#### Written problem:
Retype, word for word, every line starting at the line with "the porch floor" and ending with the final line of the entries; skip the pictures.

#### Input for this task:
========

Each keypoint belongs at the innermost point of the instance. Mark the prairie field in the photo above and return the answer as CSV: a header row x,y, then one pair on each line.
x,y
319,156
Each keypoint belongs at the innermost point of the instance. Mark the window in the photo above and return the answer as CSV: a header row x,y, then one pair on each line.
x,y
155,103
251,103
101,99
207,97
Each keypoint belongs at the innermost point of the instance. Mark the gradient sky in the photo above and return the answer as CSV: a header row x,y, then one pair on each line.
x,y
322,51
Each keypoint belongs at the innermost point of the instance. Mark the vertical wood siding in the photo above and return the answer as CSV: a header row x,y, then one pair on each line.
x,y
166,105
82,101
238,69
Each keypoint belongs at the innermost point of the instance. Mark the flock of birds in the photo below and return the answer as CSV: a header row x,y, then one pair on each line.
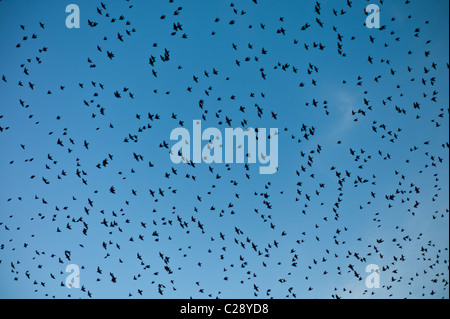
x,y
97,189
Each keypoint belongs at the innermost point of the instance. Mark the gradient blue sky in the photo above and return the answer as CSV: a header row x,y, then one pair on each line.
x,y
406,230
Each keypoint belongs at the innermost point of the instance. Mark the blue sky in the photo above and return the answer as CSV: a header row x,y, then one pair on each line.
x,y
361,219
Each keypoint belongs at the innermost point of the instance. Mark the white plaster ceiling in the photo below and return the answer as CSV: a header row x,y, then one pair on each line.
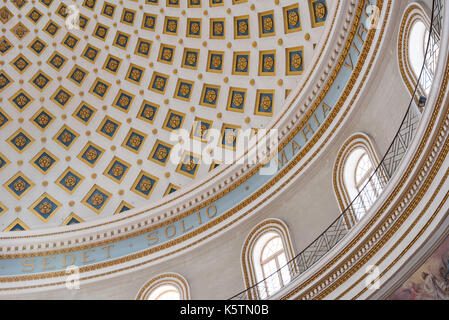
x,y
40,199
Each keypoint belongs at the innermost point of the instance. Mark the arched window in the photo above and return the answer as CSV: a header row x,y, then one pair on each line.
x,y
357,183
412,46
265,255
167,286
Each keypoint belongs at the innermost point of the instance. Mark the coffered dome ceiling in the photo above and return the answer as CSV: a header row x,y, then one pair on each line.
x,y
88,115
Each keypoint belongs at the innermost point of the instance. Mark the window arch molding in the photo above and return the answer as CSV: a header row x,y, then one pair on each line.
x,y
358,141
413,14
169,280
250,267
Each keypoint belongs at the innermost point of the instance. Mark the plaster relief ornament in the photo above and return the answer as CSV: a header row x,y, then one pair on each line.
x,y
20,31
101,32
296,61
144,47
71,42
145,185
62,97
202,130
112,64
66,137
293,18
135,141
320,10
175,121
70,181
51,28
21,101
243,27
20,141
266,103
268,24
101,89
159,83
237,100
211,96
44,162
149,22
167,54
5,15
129,16
148,113
78,75
91,155
43,120
216,61
109,128
191,58
19,185
161,154
171,26
191,165
41,81
185,90
3,45
85,113
21,64
124,100
230,137
242,63
135,75
57,61
268,63
97,199
194,27
218,28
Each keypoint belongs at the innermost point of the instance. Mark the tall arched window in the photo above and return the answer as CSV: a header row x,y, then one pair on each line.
x,y
167,286
357,184
265,255
412,45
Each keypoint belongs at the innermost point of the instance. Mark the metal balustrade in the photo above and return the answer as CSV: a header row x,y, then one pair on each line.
x,y
376,183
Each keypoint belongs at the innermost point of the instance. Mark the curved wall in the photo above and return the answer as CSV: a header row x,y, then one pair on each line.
x,y
305,211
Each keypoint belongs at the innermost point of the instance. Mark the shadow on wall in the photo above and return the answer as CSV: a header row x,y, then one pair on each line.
x,y
431,281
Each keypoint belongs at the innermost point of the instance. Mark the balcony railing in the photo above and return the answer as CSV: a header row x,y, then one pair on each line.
x,y
376,183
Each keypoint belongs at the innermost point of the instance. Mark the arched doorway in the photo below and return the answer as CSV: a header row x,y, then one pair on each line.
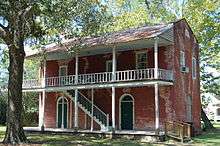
x,y
126,112
62,112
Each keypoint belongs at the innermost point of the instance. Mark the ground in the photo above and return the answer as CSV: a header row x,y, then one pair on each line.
x,y
206,139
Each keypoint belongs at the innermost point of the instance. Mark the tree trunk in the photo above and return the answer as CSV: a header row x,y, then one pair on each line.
x,y
207,123
14,132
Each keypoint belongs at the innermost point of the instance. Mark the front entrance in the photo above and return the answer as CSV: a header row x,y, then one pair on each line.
x,y
127,111
62,112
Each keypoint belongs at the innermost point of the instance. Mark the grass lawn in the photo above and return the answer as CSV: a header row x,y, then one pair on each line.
x,y
206,139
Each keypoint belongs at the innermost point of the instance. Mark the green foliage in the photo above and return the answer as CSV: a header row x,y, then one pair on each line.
x,y
3,106
30,105
203,18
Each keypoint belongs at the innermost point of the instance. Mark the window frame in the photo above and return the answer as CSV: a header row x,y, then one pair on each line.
x,y
107,65
66,68
136,59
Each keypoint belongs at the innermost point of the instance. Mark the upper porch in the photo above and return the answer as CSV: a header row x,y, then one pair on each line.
x,y
138,77
121,68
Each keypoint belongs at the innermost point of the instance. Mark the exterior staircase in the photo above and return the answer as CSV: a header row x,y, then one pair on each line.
x,y
86,105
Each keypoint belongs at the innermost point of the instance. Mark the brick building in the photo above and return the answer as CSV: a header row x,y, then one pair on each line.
x,y
135,79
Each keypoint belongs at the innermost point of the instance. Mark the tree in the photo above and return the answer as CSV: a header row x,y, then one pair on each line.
x,y
25,19
202,16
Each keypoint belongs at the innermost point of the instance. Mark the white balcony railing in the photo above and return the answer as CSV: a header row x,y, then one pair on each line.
x,y
32,83
103,77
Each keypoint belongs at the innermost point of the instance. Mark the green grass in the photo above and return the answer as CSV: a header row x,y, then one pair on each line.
x,y
206,139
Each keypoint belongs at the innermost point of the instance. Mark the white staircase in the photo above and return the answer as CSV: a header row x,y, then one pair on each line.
x,y
86,105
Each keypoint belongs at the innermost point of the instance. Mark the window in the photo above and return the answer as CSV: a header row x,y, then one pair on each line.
x,y
63,70
182,59
109,66
194,68
62,73
141,60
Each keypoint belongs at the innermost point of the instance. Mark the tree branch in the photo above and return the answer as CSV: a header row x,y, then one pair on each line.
x,y
3,31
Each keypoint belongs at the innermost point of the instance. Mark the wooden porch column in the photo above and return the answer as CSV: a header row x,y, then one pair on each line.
x,y
113,88
76,93
92,109
42,98
156,86
40,111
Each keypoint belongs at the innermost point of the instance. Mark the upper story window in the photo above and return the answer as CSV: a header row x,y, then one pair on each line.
x,y
141,60
194,68
109,66
63,70
182,59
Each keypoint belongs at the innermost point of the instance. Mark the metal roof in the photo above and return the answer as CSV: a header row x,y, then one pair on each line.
x,y
121,37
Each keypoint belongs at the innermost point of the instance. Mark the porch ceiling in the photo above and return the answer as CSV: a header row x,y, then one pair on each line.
x,y
165,39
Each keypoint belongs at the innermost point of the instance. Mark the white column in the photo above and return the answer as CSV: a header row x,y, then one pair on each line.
x,y
113,88
43,95
157,109
156,86
92,109
156,58
62,124
76,93
40,111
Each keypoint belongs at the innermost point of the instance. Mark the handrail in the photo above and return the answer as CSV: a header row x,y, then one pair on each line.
x,y
93,104
31,83
102,77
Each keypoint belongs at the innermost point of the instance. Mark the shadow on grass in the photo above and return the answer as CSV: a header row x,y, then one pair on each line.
x,y
54,139
209,138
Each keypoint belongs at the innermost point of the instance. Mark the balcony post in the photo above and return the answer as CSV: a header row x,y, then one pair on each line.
x,y
40,111
156,86
156,58
92,109
76,92
113,88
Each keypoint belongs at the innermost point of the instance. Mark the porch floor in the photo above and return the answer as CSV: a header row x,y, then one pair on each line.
x,y
117,132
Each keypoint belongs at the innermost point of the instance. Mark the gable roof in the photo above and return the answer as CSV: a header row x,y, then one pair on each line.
x,y
129,35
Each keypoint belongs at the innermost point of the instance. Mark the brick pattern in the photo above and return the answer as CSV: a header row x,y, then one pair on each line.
x,y
173,99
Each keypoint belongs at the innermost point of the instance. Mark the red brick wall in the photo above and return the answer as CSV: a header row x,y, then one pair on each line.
x,y
184,85
173,99
143,107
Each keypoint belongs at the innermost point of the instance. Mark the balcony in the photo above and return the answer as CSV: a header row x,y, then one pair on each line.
x,y
100,78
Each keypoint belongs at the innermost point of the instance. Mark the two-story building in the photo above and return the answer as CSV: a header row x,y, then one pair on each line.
x,y
130,80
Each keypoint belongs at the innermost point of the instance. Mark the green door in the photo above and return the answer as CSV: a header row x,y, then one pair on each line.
x,y
127,113
59,115
62,113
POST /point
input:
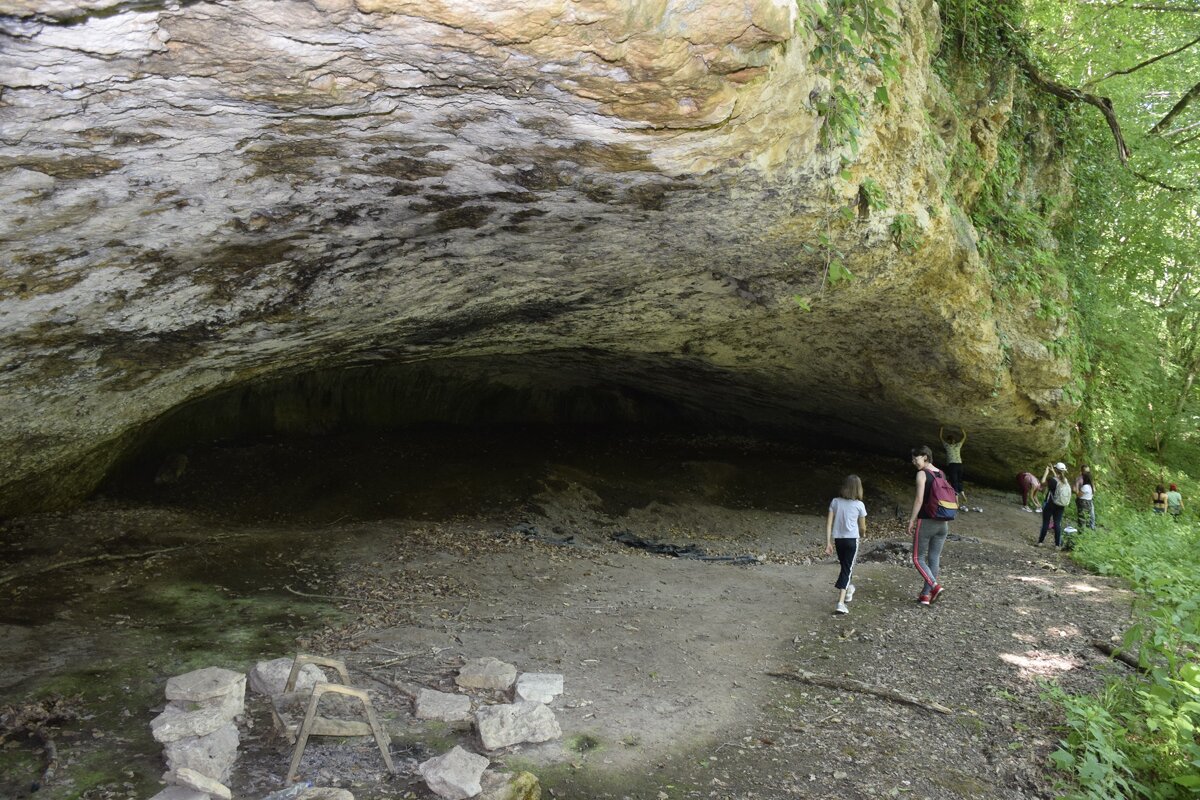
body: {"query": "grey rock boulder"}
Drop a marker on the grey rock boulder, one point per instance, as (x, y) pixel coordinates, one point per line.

========

#### Output for this exercise:
Each keypoint belongs at the innermost point of the instance. Mark the porch floor in the photo above and return the answer as CSV: a header row x,y, then one pair on each line.
x,y
117,132
Each keypoint belongs at the innermost point of the instance. Mark the gable roof in the photo above and return the answer as CSV: a header row x,y, then one pair on each line.
x,y
129,35
Each keypoint belongs at the innermost point of the instance. Mark the brick pattern in the photo above and return the answer as CSV: a header row x,y, then one pair on each line.
x,y
173,99
Each keypoint belongs at the innermost point of the instance. Mark the red brick wall in the photo above and return the answer as CSV: a header row x,y, then one pair on each line.
x,y
184,85
173,99
143,107
Each keypoint belongs at the innermost point of the instance. Mark the balcony in the photo above and return the answer as CSV: a header row x,y, then one pair on each line.
x,y
100,78
Each keypoint belongs at the innermost point of the instance. Mark the two-story building in the photo above and return the answer as CSV: a header row x,y, then one pair on each line.
x,y
130,80
Each keypoint belongs at the innermost point of the instance. Mark the green door in the photo above and return the answer as CSV: a header row x,y, then one pair on each line.
x,y
127,113
59,115
62,113
POST /point
input:
body: {"query": "grey rock boulder"}
Drop a marker on the grey rock boulder, one point per instance, as (x, y) pixel coordinates, one point per line.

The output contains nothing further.